- [Consegna] Modifica le righe che vanno dalla riga con "Detect sidewalk. Reply" alla riga con "971,399,1008,432", sostituendo "sidewalk" con "pavement" e lasciando invariato tutto il resto. Riporta soltanto queste righe.

- [Righe di dati]
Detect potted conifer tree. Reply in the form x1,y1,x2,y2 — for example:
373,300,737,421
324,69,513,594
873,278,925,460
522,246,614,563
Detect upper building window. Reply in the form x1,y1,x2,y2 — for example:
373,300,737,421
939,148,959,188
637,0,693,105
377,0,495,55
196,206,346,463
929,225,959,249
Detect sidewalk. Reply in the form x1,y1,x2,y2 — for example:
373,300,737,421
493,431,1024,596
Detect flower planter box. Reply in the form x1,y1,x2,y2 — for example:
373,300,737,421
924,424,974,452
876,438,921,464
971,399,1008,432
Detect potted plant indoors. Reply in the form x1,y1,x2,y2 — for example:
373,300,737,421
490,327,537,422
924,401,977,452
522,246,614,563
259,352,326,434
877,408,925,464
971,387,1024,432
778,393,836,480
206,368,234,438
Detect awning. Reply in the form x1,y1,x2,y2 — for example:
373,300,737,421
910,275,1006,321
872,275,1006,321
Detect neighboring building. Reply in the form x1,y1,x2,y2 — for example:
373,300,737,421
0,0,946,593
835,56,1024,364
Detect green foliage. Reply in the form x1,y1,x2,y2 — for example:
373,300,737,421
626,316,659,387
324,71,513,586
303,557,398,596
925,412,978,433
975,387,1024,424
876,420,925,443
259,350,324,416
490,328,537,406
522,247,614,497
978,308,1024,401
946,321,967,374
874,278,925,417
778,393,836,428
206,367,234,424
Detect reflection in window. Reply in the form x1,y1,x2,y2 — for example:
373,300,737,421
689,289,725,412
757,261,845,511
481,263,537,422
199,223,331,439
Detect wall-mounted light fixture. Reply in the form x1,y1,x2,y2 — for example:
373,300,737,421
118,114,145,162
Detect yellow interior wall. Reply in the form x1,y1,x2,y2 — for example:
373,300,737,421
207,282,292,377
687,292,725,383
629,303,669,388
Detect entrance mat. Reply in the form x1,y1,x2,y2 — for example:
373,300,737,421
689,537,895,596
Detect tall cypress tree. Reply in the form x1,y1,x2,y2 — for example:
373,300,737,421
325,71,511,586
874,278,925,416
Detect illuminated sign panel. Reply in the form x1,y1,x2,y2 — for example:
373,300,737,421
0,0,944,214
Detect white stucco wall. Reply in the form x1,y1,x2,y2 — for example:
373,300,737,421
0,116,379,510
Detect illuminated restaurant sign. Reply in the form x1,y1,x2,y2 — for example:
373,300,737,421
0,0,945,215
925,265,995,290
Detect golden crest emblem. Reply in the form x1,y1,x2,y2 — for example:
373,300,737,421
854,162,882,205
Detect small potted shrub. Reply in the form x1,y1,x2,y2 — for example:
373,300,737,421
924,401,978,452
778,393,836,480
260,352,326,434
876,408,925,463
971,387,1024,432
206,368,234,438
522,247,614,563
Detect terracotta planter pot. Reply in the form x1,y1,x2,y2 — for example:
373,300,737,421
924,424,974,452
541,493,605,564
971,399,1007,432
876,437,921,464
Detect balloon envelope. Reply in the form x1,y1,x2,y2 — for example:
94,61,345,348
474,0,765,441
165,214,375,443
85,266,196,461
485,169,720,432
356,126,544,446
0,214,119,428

- [Risultato corretto]
Detect pavement. Reply in the form x1,y1,x2,y2 — for example:
373,300,737,421
493,431,1024,596
Detect flower planter box. Reply in the form x1,y1,x2,y2 — for example:
373,300,737,421
924,424,974,452
876,438,921,464
971,399,1008,432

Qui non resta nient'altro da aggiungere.